Mr Mulholland responded: "I don't have the power to order an inquiry, and I don't think there should be an inquiry."
He said Police Scotland were instructed to investigate the allegations on 3 July 2015 and formally issued officers to do so on 9 July.
He said the issue was raised at routine quarterly meetings between the Law Society and the Crown Office.
Mr Mullholland said the Crown Office was first made aware on 18 December 2014 that the case was under consideration for referral. The issue was raised again on 28 April.
Image copyright PA Image caption Ms Thomson denies acting illegally
Mr Mulholland added: "The first time the Crown was made aware of the identity of the clients and the properties, was the 3rd of July."
Mulholland was also asked by Jackie Baillie if the Crown Office had begun any Proceeds of Crime actions against those involved.
Embarrassingly for the Lord Advocate, and appearing to have little clue as to the sequence of events, he responded “not yet”.

*Items*
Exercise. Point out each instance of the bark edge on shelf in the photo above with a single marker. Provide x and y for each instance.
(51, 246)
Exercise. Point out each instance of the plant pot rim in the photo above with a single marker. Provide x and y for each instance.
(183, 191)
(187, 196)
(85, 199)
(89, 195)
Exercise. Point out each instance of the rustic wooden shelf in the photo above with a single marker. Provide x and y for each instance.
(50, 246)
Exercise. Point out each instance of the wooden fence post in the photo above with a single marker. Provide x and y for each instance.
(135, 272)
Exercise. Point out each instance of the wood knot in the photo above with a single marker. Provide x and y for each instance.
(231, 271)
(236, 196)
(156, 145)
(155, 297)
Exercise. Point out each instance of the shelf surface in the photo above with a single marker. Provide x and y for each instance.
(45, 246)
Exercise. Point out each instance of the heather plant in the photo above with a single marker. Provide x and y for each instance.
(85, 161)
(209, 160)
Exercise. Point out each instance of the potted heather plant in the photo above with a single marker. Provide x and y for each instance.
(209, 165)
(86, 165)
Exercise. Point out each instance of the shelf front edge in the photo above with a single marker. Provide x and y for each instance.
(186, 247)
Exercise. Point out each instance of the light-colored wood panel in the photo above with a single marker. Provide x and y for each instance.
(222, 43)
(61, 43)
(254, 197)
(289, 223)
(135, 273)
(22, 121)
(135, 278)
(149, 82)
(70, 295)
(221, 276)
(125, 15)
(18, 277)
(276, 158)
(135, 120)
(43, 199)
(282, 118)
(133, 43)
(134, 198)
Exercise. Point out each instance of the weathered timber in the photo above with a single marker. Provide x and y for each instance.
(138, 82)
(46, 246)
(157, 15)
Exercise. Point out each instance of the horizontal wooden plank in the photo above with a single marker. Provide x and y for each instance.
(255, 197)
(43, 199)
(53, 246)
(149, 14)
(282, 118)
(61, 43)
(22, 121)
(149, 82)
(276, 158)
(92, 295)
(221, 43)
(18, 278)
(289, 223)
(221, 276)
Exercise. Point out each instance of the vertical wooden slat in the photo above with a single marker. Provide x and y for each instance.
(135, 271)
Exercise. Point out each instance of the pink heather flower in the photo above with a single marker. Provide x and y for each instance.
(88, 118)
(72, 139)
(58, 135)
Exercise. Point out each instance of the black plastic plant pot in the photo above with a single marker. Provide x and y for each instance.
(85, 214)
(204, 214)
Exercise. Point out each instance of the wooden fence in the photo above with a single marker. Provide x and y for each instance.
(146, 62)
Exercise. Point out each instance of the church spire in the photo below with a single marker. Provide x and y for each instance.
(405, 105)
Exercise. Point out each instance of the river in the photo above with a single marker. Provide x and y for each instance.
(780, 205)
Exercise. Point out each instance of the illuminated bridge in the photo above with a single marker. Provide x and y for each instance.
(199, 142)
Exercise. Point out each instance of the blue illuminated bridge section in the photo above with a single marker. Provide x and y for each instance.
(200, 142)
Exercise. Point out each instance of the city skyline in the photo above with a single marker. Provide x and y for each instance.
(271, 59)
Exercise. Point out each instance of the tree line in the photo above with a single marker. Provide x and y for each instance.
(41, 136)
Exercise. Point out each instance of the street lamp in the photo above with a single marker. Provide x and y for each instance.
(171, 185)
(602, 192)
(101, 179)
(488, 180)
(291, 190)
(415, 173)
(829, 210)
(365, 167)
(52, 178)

*Problem A*
In the Crown Office excerpt, on what date did the Crown first learn the identity of the clients and the properties?
*Problem B*
Carry on the Crown Office excerpt from its final sentence.
The data is separate from the Crown Office excerpt.

*Exercise result A*
The 3rd of July.

*Exercise result B*
Police Scotland launched an inquiry only after the Crown Office was finally handed the detailed case files in the Hales case by the Law Society, some seven months from the day it first alerted prosecutors to the case.
Hales was banned from the legal profession in May 2014 over 13 property deals linked to Thomson and her business partners. The transactions involved “back to back” sales, where homes – often owned by vulnerable people – were bought at below full market value and then resold at far higher prices, in some cases on the same day; where large cash sums were transferred between the parties involved; where mortgage loans were sought that were higher than the price paid for the home, and where higher prices than those actually paid were recorded in the Scottish land registry.
Mortgage companies involved in those transactions, including Lloyds, which gave loans through its subsidiary Birmingham Midshires, and Virgin Money, which now owns the mortgage book for Northern Rock, which lent money for one sale, have confirmed they are now in contact with the police.
The Sunday Times disclosed it had submitted new evidence of an unusual property transaction to Police Scotland detectives after a couple who sold a home to Thomson alleged they had £32,000 deducted from the sale proceeds to pay off a loan they had no knowledge of.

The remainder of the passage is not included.